_To do_: Return every one of the records below verbatim, altering nothing.

_Provided records_:
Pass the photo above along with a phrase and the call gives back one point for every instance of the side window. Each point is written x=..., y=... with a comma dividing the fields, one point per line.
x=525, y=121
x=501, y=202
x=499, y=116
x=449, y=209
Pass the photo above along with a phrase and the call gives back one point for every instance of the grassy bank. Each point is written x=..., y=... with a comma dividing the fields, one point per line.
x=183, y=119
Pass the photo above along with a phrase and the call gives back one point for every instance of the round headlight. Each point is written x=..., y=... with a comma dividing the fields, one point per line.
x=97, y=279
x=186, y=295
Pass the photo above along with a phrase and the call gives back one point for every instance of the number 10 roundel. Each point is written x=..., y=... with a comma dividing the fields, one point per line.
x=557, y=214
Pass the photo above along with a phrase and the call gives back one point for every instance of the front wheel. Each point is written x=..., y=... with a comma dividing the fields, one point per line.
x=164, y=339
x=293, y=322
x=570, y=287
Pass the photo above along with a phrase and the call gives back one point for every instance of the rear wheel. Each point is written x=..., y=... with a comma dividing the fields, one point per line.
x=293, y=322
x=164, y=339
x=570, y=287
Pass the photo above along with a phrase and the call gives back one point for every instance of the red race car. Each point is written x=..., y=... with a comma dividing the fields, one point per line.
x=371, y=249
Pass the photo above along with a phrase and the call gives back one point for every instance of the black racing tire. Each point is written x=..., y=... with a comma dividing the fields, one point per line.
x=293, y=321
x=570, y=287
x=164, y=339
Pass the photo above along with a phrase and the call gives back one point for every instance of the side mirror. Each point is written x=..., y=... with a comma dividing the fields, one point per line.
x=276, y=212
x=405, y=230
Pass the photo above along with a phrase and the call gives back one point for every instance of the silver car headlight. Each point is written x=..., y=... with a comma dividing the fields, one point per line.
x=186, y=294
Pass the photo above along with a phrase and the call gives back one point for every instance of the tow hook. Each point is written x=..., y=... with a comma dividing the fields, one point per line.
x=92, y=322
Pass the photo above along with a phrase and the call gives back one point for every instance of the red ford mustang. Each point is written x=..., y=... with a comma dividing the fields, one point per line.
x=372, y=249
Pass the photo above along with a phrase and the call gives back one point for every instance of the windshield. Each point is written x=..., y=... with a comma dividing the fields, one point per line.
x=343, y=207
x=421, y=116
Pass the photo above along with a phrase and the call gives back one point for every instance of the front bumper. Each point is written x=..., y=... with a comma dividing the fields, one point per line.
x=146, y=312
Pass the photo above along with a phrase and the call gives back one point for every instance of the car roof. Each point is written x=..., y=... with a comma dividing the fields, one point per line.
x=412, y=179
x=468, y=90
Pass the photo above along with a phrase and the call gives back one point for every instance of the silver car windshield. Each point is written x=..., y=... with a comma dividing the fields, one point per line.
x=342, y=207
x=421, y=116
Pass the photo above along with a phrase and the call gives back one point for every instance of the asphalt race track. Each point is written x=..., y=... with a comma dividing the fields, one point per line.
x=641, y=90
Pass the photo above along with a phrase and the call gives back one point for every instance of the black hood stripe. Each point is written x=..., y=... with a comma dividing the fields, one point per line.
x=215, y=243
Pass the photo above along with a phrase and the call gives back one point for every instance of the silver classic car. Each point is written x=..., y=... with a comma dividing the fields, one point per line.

_Completed exercise_:
Pass the photo above along with a phrase and the call gives back one point for every instance of the side window. Each point is written x=..., y=... with a comma dividing the fields, one point per line.
x=525, y=121
x=501, y=202
x=499, y=116
x=449, y=209
Pass the photo above along with a phrase and the call gives back one point for every instance of the grassy bank. Each point is written x=..., y=... with a comma dividing the fields, one point per line.
x=183, y=119
Pass the photo above along with a phrase and the call gives back one point for every instance of the round headlight. Each point is written x=..., y=... with a comma dividing the fields, one point per line.
x=97, y=279
x=186, y=295
Pass the photo above along with a phrase and the call gives back one point for every instance of the number 10 roundel. Each point is written x=..., y=... with a comma dividing the fields, one point per line.
x=557, y=214
Pass the photo above along with a phrase and the call gives back one point for every instance of the front wheel. Each point is written x=..., y=... with a comma dividing the fields, one point per line.
x=164, y=339
x=293, y=322
x=570, y=287
Pass the photo above along with a phrase and the call gives back one point for every instance of the rear wheel. Each point is written x=..., y=... with a comma dividing the fields, one point per line.
x=293, y=322
x=164, y=339
x=570, y=287
Pass the photo above along with a phrase and the call gives back one point for every instance of the red race car. Each point is written x=..., y=... with a comma dividing the fields, one point per line.
x=371, y=249
Pass the photo above along with a phrase and the call gives back one point for every instance of the black racing tire. Each point is written x=..., y=... with a comma dividing the fields, one point per line.
x=293, y=321
x=570, y=287
x=164, y=339
Pass the photo above along with a phrase and the call gives back one point for every instance of the side mirror. Each point is written x=..., y=... with a comma dividing the fields, one point per line.
x=276, y=212
x=405, y=230
Pass the photo above along with a phrase and the call gives back one point for every instance of the silver car headlight. Each point is written x=..., y=... with a comma dividing the fields, one point per line.
x=186, y=294
Pass the photo above along with a phrase and the call gives back one point for every instance of the tow hook. Each point is written x=..., y=... with a comma dividing the fields, one point per line.
x=92, y=322
Pass the photo above along with a phrase and the call gives back one point for every instance of the red ford mustang. Each point is written x=..., y=... with a comma dividing the fields, one point per line.
x=372, y=249
Pass the photo above along with a phrase and the call gives back one point for every instance of the windshield. Each point is written x=..., y=... with a comma dividing the fields, one point per line.
x=343, y=207
x=421, y=116
Pass the photo above along with a phrase and the call gives back one point for every instance of the front bumper. Each point is written x=..., y=... with a comma dividing the fields, one point per line.
x=146, y=312
Pass the photo above along with a phrase and the call gives back one point for every instance of the car roof. Each point is written x=..., y=... with a comma dividing the fields, one point per line.
x=412, y=179
x=468, y=90
Pass the photo above along with a phrase and the call gives back one point for every instance of the silver car windshield. Each point is written x=..., y=... with a comma dividing the fields, one point per line.
x=342, y=207
x=421, y=116
Pass the photo above along with a phrase and the call gives back one point for every instance of the asphalt race track. Each point is written x=..., y=... with a comma dividing the fields, one point per line.
x=641, y=90
Pass the photo above along with a phrase and the call gives back one point for every instance of the black hood stripe. Each point is written x=..., y=... with a comma dividing the fields, one point per line.
x=215, y=243
Pass the photo above along with a phrase and the call gives back one point for every instance of the silver classic car. Each point is written x=..., y=... with a comma dividing the fields, one point per line.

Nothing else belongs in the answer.